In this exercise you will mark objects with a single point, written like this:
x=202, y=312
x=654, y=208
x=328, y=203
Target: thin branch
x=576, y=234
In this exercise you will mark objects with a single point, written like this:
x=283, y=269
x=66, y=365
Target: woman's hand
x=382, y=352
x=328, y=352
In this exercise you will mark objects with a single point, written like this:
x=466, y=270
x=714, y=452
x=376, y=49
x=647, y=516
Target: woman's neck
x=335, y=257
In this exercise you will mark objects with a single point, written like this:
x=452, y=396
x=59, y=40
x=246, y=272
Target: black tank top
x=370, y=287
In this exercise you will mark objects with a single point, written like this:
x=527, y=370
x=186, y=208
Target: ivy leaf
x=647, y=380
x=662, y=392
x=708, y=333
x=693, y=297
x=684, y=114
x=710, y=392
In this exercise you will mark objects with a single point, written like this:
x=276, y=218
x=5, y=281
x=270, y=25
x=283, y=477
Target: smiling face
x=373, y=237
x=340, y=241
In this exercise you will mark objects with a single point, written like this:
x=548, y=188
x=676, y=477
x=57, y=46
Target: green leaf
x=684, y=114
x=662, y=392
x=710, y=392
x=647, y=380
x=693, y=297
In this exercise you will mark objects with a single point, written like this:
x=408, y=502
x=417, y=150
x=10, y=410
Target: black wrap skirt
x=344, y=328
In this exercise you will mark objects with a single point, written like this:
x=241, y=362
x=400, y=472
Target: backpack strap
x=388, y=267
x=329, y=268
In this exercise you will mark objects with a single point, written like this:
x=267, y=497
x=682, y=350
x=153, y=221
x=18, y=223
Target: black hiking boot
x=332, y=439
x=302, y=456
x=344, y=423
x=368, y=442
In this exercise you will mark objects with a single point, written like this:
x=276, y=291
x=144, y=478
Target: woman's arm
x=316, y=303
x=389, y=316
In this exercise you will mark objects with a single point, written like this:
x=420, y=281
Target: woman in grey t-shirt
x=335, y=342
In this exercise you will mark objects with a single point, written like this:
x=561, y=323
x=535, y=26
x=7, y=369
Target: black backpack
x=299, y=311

DIRECTIONS: Your task is to copy all of the entries exactly.

TASK RESULT:
In this exercise you will mark objects with a single point, written like this:
x=202, y=312
x=654, y=208
x=328, y=203
Target: thin branch
x=576, y=234
In this exercise you will mark objects with a single point, written like this:
x=283, y=269
x=66, y=365
Target: woman's hand
x=382, y=352
x=328, y=352
In this exercise you will mark objects with a single point, written like this:
x=466, y=270
x=714, y=452
x=376, y=49
x=647, y=516
Target: woman's neck
x=335, y=257
In this exercise you will mark objects with a single point, written like this:
x=452, y=396
x=59, y=40
x=246, y=272
Target: black tank top
x=370, y=287
In this exercise you will mark objects with a single point, written like this:
x=527, y=370
x=186, y=208
Target: ivy leaf
x=647, y=380
x=662, y=392
x=708, y=333
x=693, y=297
x=684, y=114
x=710, y=392
In this exercise you will mark objects with a single point, written like this:
x=276, y=218
x=5, y=281
x=270, y=25
x=283, y=477
Target: smiling face
x=373, y=237
x=340, y=241
In this exercise you will mark objects with a single point, written like this:
x=548, y=188
x=676, y=477
x=57, y=46
Target: green leaf
x=684, y=114
x=662, y=392
x=710, y=392
x=647, y=380
x=693, y=297
In this exercise you will mark objects with a single point, written like this:
x=408, y=502
x=417, y=150
x=10, y=410
Target: black wrap skirt
x=344, y=328
In this exercise you will mark objects with a single point, written like this:
x=241, y=362
x=400, y=472
Target: backpack strap
x=388, y=267
x=329, y=268
In this exercise you will mark objects with a single point, written like this:
x=267, y=497
x=682, y=350
x=153, y=221
x=18, y=223
Target: black hiking boot
x=332, y=439
x=302, y=456
x=344, y=423
x=368, y=442
In this exercise you will mark objects with a single point, written like this:
x=276, y=291
x=144, y=478
Target: woman's arm
x=316, y=303
x=389, y=316
In this exercise you will mark objects with a single point, written like this:
x=420, y=281
Target: woman in grey t-shirt
x=335, y=342
In this exercise you will mark objects with a single point, written like this:
x=561, y=323
x=535, y=26
x=7, y=369
Target: black backpack
x=299, y=311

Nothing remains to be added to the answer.